What is required - Update the records starting at the line that contains "For the weathervane" and ending with the last line of the records, so that "the service" becomes "the endpoint" and nothing else changes. Return only those lines.

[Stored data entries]
┌──

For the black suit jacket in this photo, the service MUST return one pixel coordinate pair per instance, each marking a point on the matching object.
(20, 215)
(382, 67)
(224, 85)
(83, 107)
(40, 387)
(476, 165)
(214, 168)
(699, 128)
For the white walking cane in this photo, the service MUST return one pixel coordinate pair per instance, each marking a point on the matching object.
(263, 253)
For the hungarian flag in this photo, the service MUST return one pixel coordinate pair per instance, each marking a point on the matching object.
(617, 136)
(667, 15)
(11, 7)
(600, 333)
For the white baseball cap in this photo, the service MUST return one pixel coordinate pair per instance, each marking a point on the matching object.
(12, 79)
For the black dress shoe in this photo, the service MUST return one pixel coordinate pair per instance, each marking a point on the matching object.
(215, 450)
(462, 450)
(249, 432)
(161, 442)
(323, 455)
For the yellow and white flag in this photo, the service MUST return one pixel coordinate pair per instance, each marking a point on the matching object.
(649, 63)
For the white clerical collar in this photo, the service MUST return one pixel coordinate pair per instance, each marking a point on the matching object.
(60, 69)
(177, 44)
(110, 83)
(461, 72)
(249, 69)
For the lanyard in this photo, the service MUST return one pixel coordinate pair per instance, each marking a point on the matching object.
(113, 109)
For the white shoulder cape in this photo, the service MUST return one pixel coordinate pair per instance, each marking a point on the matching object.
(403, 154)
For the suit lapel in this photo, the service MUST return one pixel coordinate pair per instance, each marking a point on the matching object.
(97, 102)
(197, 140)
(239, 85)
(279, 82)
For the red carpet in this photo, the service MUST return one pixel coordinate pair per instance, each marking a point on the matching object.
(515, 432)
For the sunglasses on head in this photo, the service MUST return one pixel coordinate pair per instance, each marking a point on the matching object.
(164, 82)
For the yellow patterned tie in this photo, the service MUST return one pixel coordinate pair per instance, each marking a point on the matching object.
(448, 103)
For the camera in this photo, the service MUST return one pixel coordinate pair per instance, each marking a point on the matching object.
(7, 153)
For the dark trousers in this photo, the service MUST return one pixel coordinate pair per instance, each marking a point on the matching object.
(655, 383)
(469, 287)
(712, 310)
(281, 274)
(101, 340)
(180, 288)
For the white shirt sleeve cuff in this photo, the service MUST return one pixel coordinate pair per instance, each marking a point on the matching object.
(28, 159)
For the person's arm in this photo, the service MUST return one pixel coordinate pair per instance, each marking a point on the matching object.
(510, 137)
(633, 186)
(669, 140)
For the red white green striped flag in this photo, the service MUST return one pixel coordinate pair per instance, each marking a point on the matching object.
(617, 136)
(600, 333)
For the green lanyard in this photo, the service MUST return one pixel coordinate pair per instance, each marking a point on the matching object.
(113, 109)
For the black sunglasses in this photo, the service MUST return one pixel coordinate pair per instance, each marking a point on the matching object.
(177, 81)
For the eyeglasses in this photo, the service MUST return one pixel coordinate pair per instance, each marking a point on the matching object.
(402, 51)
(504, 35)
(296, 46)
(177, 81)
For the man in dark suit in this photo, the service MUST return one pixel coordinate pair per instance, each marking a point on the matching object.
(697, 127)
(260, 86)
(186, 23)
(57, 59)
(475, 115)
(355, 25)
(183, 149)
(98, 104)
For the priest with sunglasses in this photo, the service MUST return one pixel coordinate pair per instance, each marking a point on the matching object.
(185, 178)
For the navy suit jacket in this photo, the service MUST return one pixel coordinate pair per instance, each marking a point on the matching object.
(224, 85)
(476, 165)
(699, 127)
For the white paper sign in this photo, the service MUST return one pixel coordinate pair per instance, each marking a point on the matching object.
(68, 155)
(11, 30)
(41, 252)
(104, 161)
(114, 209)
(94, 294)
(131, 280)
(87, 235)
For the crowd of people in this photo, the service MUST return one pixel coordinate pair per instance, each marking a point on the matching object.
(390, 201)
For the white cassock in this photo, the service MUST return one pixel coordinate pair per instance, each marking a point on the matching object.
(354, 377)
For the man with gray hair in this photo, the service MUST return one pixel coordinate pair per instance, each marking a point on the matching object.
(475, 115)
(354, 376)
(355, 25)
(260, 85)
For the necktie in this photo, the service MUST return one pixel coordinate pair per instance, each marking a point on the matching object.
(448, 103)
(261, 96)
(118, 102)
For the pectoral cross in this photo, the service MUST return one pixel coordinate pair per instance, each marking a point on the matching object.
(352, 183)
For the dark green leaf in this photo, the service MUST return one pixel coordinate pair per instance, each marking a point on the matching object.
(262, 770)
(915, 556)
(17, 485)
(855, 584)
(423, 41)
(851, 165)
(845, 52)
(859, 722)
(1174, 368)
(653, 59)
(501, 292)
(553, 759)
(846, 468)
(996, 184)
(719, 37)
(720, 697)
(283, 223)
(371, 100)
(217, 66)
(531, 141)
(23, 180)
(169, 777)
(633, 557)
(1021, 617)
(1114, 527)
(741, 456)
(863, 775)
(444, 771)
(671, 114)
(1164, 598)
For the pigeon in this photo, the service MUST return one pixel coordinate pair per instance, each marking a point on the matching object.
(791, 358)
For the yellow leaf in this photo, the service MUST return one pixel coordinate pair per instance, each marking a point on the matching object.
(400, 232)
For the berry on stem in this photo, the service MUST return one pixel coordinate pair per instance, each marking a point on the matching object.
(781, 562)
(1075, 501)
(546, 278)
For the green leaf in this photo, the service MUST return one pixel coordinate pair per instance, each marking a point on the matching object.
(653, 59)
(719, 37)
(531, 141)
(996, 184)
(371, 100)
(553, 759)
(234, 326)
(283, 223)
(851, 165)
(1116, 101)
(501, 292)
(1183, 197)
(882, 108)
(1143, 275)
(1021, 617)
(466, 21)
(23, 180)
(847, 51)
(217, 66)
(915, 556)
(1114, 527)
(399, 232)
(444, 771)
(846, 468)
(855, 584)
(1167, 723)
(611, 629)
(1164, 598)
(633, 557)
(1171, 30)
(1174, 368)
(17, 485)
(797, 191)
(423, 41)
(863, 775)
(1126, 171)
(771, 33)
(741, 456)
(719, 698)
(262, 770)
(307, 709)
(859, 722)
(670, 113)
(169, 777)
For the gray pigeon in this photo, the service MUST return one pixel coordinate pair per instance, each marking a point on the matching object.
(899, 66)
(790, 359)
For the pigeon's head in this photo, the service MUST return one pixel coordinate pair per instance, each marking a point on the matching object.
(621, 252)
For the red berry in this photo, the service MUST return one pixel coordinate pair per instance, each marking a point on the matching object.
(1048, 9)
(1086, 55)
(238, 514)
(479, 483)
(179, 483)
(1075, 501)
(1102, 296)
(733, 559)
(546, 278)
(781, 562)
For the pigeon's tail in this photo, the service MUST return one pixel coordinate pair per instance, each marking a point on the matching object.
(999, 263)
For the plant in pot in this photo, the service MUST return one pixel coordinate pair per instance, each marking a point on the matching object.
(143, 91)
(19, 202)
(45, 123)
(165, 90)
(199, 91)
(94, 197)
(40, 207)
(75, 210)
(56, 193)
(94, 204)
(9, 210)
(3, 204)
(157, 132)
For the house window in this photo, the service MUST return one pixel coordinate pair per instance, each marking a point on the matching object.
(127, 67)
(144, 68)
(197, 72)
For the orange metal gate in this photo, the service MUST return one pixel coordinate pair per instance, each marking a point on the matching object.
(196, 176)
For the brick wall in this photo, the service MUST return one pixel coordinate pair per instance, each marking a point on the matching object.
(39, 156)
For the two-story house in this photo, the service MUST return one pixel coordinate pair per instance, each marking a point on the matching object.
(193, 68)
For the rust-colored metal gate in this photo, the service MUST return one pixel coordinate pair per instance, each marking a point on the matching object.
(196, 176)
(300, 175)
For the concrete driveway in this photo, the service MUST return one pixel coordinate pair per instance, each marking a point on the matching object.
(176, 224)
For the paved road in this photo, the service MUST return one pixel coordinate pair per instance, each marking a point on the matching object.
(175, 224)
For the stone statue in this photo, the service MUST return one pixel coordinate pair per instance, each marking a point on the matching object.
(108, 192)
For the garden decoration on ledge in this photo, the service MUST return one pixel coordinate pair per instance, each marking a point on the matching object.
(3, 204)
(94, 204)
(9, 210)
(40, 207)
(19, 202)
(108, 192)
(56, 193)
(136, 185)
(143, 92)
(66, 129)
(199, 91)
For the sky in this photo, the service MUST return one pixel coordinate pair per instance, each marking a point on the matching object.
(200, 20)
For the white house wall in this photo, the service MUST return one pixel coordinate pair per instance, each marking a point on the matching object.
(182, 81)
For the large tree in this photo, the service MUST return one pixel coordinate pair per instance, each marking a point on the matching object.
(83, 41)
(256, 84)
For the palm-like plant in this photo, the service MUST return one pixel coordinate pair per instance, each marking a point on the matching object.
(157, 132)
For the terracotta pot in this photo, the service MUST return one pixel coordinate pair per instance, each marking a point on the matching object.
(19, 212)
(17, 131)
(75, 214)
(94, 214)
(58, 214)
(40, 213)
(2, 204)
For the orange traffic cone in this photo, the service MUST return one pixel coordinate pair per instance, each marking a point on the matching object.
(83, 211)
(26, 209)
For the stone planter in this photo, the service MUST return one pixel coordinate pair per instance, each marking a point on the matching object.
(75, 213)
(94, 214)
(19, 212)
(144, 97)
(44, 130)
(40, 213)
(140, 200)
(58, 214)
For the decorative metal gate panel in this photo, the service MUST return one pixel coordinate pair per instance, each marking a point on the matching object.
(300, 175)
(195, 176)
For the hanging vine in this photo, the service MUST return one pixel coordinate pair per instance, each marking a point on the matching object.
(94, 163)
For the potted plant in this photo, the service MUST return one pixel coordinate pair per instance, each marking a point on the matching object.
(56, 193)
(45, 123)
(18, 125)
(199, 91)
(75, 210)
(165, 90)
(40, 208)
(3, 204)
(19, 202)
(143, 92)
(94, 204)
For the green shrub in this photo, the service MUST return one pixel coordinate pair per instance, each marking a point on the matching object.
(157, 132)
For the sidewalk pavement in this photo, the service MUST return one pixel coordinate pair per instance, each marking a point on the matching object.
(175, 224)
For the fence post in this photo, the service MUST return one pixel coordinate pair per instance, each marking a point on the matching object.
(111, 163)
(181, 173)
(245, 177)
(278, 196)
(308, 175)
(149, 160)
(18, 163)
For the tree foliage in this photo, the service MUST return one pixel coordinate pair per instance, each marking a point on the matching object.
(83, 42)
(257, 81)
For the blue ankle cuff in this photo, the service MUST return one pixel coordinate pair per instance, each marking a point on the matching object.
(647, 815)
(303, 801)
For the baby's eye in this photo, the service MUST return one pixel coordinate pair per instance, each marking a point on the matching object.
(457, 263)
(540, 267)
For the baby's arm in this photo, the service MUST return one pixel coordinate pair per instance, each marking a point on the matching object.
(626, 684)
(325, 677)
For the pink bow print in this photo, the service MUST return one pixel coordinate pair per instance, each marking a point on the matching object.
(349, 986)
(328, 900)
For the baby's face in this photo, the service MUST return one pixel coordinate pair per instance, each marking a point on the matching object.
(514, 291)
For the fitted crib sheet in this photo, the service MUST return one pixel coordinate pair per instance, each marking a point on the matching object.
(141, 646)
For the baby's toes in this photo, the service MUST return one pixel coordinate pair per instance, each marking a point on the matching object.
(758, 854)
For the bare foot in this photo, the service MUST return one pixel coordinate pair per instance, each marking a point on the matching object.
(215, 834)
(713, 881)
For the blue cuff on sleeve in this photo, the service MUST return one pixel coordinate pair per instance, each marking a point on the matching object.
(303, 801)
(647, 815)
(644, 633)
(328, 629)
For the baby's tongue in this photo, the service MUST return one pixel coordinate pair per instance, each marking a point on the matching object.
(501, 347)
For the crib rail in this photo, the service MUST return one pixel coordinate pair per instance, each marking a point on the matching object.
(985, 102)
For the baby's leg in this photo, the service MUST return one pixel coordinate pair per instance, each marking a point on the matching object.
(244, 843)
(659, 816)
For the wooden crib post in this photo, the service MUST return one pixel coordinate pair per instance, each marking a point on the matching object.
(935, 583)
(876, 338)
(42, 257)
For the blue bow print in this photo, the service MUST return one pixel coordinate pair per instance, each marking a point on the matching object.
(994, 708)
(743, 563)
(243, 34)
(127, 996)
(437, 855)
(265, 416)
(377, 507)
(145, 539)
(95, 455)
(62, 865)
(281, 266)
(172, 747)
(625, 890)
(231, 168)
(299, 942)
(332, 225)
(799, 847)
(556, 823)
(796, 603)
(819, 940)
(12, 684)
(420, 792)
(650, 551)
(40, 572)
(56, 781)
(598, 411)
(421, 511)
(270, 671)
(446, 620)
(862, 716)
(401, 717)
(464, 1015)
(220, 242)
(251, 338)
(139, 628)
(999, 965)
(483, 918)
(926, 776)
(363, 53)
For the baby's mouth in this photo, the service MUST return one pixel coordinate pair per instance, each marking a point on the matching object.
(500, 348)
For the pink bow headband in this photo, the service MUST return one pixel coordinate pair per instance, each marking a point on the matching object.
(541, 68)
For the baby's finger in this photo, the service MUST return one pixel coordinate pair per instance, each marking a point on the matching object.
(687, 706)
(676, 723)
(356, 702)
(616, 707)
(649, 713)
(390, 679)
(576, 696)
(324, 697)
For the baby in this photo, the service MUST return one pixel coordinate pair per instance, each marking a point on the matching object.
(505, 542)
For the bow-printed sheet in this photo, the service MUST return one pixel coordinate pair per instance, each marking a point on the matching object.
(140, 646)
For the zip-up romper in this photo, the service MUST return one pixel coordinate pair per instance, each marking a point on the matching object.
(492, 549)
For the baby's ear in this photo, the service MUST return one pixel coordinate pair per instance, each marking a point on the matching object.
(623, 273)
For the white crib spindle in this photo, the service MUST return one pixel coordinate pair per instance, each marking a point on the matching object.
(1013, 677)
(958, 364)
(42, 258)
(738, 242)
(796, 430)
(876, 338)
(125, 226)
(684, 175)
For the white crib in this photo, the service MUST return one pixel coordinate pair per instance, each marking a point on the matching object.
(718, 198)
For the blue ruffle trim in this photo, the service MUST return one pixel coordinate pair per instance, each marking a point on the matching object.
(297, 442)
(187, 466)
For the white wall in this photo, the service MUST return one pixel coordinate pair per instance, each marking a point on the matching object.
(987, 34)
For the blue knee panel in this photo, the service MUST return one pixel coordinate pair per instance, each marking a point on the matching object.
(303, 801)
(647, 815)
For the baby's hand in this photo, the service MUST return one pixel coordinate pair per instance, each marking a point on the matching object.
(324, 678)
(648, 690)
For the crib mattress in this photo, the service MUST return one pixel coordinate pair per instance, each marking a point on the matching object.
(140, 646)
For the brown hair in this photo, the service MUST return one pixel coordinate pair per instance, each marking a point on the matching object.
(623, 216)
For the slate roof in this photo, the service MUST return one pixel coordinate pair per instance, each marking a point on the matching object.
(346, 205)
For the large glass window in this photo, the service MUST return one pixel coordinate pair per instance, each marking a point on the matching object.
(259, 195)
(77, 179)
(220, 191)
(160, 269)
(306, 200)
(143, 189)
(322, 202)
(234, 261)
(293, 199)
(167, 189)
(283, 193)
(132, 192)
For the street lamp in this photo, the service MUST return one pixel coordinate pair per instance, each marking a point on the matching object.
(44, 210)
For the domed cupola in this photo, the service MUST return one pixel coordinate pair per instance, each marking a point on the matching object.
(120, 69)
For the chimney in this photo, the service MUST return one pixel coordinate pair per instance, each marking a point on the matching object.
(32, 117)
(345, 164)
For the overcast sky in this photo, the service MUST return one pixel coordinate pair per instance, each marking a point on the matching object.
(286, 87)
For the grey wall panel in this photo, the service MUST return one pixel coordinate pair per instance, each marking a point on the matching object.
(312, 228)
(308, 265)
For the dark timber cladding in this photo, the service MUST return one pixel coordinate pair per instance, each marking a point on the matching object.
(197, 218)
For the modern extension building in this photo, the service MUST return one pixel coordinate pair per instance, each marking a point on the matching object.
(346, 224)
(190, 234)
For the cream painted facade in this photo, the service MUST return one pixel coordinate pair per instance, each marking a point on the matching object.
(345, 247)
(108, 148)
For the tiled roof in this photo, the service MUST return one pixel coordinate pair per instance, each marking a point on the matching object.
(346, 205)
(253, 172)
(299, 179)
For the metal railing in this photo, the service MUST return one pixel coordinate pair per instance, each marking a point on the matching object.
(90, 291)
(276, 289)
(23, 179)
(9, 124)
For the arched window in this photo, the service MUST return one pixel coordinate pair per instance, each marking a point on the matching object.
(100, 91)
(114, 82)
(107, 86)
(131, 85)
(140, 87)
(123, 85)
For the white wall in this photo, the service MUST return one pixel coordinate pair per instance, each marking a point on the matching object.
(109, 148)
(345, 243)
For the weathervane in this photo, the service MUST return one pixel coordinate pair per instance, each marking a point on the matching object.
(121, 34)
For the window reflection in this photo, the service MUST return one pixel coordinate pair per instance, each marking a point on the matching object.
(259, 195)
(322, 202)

└──

Result of the exercise -
For the weathervane in this photo, the endpoint MUST return one pixel coordinate pair per instance, each marking a point on the matching object.
(121, 34)
For the window reflection in this photo, the endpoint MUST return one pixel coordinate pair per instance, each marking a point on the matching object.
(259, 195)
(322, 202)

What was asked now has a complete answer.